**Task description**
Below are the records; copy each line in them that holds the word "green".

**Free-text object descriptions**
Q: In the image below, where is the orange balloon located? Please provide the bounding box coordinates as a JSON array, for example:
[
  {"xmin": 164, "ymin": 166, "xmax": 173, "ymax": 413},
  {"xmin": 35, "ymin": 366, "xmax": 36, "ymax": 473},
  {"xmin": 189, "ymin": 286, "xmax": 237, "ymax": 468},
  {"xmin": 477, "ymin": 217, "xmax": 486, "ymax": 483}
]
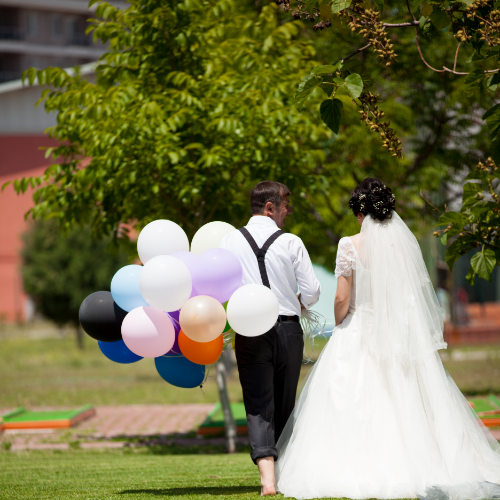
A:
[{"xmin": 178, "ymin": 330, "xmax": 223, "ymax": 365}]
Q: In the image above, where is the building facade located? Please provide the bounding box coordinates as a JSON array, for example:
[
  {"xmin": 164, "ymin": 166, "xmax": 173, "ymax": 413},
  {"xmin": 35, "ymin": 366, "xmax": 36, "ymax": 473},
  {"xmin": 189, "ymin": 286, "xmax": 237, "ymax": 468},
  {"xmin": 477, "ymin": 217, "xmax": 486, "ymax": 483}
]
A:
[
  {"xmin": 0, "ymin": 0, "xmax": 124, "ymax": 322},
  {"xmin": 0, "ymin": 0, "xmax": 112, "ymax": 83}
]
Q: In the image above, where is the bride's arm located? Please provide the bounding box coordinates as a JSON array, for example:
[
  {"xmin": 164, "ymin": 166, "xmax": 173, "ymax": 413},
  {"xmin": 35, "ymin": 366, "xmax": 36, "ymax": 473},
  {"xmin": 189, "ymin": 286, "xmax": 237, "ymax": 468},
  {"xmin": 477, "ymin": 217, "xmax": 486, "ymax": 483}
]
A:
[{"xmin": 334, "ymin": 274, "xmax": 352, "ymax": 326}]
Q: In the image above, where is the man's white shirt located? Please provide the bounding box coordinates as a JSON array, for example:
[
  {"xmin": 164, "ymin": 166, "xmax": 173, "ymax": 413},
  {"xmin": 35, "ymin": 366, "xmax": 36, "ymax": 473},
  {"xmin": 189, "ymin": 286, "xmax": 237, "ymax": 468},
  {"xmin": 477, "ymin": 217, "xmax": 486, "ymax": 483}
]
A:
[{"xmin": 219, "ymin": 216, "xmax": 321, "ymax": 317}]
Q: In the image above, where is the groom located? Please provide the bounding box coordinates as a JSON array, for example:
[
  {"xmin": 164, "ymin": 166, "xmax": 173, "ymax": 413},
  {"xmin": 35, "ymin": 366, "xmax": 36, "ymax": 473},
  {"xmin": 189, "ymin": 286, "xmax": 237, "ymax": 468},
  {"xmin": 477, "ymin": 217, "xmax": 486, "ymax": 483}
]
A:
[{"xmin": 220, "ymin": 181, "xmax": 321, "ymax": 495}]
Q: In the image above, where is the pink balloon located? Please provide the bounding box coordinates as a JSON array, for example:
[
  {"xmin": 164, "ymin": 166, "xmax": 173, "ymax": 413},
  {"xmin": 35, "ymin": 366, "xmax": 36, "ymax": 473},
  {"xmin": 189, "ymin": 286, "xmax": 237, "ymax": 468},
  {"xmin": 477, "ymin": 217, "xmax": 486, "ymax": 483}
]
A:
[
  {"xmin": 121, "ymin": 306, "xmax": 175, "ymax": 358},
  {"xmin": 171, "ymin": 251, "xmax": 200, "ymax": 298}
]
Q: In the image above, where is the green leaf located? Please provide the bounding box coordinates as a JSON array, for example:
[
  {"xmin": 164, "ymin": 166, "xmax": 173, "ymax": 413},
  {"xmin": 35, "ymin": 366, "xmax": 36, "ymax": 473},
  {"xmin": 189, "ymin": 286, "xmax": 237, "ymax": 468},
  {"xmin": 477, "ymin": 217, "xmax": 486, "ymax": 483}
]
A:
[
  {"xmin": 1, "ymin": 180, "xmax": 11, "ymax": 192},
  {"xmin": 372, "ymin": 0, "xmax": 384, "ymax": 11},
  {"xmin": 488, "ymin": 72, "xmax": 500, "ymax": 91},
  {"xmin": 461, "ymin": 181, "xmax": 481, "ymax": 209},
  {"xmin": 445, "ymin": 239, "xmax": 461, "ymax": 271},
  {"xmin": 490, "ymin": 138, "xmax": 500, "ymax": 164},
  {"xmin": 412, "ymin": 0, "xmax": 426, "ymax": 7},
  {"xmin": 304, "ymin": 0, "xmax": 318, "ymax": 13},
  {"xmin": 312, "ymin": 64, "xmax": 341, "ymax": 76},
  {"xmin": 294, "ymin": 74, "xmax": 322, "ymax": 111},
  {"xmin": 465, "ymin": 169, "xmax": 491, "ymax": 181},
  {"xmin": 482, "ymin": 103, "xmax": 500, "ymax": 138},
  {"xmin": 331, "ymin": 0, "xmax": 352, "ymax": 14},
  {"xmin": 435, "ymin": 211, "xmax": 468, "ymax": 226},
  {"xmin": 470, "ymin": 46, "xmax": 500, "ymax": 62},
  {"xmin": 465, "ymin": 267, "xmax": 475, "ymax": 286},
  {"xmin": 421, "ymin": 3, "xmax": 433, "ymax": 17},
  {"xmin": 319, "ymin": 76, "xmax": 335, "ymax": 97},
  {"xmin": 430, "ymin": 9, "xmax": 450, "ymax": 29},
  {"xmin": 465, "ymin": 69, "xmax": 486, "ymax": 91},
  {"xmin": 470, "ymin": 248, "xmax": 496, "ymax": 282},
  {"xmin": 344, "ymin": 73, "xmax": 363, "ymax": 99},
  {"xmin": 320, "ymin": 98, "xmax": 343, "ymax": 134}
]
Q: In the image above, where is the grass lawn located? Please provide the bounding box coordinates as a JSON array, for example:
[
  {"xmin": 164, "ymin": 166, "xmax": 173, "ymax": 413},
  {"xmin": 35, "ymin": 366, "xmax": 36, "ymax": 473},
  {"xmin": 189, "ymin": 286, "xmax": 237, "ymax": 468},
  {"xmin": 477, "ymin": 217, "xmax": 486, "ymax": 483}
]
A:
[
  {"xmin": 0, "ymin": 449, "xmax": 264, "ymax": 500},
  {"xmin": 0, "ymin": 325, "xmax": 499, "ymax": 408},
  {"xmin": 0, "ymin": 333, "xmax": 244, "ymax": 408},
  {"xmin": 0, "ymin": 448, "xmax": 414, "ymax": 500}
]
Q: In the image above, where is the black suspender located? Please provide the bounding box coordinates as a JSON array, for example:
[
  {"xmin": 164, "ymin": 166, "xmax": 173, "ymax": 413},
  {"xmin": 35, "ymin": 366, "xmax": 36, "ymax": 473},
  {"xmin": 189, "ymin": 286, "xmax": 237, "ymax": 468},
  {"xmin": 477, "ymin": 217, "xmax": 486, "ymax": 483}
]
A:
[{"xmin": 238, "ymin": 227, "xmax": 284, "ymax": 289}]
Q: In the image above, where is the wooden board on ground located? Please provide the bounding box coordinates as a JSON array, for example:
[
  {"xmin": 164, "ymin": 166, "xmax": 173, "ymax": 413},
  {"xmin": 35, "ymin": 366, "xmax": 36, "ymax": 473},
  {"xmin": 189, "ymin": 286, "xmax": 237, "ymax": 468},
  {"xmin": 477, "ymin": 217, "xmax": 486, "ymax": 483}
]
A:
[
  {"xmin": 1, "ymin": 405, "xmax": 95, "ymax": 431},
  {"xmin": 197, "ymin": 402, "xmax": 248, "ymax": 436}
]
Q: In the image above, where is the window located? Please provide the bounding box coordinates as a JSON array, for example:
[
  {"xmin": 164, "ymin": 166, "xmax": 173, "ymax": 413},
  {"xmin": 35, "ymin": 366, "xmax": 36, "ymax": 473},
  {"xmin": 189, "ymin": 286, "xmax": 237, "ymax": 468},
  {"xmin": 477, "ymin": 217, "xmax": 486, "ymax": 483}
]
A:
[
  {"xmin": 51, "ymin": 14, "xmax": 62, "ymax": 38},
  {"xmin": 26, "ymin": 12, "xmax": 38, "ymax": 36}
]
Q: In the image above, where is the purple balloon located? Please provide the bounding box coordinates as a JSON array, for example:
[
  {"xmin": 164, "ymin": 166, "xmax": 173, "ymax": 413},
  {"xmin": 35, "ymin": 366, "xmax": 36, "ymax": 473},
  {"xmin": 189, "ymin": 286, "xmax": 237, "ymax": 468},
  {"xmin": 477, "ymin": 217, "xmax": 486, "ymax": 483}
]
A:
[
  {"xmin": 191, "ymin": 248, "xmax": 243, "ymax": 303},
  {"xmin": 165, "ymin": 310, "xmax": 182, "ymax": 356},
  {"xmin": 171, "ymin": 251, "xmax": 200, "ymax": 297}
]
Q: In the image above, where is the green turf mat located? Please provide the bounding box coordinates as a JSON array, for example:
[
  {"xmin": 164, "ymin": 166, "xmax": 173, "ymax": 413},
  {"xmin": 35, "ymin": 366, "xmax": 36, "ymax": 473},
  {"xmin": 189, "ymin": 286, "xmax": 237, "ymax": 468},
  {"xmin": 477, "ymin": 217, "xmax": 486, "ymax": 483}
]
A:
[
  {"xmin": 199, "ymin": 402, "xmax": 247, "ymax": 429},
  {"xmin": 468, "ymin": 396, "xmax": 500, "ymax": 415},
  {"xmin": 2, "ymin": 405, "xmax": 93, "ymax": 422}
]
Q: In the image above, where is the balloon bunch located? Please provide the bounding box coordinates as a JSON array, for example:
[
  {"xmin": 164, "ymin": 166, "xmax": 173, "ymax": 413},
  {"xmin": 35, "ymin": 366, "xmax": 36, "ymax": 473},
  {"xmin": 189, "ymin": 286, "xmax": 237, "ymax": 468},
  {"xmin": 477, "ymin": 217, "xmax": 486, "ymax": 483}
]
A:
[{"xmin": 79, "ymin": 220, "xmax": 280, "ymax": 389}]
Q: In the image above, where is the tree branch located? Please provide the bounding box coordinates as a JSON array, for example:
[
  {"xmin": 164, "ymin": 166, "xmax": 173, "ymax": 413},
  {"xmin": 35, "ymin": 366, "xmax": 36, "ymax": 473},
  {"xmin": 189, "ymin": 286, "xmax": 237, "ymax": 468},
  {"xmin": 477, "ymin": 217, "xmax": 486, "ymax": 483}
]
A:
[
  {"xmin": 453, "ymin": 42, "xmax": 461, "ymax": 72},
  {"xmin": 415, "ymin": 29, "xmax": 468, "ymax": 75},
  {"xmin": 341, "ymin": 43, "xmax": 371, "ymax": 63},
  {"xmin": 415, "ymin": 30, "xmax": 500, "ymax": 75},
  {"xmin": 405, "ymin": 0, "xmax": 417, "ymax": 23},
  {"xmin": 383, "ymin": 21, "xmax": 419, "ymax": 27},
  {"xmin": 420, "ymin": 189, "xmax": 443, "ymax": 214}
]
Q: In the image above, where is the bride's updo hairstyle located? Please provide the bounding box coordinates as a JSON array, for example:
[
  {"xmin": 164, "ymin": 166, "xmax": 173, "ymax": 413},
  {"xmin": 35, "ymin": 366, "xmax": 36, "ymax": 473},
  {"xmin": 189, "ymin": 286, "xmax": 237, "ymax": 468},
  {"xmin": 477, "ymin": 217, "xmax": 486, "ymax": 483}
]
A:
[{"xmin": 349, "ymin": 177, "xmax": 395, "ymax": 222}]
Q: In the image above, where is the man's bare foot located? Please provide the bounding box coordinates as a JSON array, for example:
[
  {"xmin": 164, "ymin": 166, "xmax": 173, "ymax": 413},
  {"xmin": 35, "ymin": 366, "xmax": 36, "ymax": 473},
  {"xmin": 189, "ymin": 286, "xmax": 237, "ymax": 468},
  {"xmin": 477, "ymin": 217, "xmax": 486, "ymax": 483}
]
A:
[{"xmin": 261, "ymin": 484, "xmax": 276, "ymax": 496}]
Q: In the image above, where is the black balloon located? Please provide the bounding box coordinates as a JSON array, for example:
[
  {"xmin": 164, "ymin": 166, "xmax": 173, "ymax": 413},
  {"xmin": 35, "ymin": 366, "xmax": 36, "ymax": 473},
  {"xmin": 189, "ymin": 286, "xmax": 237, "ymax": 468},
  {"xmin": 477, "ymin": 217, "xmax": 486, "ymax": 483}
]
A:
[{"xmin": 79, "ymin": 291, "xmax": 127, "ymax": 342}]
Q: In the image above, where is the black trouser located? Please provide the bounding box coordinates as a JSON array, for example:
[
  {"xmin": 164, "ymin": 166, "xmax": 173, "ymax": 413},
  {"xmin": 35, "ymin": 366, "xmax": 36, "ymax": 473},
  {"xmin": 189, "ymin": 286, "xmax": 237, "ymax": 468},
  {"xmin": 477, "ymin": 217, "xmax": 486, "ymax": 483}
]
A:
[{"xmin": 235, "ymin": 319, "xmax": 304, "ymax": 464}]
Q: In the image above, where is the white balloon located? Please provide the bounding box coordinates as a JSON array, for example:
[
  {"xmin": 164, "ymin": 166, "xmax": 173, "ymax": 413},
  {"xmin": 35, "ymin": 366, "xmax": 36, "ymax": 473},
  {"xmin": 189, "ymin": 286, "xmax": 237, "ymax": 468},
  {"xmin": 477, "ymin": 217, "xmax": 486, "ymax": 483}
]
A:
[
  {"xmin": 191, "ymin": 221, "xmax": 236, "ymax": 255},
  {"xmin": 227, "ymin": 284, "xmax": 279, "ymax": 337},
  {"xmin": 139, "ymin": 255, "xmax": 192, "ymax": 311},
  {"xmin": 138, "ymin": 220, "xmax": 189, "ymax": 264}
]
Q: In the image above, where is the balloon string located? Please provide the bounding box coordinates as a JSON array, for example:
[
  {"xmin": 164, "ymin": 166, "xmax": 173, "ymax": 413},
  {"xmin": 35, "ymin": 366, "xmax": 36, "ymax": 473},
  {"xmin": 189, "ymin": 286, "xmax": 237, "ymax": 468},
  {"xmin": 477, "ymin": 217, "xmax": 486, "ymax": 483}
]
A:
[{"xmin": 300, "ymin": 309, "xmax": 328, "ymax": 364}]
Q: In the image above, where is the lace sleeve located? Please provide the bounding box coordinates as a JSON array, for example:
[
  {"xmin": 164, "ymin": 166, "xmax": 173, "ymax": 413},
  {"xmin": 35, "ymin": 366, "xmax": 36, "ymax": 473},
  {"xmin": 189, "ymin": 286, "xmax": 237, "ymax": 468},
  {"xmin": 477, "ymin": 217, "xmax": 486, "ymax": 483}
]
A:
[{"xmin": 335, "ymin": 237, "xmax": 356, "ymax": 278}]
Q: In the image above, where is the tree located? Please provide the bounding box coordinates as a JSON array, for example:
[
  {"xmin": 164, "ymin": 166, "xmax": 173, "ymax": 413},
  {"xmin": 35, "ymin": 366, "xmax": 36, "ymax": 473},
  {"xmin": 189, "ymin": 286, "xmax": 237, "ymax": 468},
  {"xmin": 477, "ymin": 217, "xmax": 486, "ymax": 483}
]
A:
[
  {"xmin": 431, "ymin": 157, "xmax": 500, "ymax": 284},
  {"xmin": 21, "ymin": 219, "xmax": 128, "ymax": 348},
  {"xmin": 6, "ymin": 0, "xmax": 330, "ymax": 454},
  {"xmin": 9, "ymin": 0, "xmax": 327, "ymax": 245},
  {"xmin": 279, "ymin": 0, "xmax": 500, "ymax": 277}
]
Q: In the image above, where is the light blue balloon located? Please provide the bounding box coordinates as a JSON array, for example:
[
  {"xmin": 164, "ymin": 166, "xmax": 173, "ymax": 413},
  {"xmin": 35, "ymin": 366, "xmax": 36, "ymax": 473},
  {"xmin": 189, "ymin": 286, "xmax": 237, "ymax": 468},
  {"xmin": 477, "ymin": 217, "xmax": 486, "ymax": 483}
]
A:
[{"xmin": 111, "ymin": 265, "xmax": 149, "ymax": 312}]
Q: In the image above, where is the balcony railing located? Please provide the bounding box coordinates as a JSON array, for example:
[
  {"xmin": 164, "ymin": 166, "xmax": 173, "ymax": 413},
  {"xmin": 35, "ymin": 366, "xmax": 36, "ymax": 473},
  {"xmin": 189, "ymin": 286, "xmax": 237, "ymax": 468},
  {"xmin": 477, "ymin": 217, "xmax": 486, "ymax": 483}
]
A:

**Result of the exercise**
Q: In the image above, where is the green leaf located? Please provide the bounding box coordinates as a JSON array, for example:
Q: In the image above, where is the green turf mat located? Please provide the bounding box coordinates as a JSON array, for example:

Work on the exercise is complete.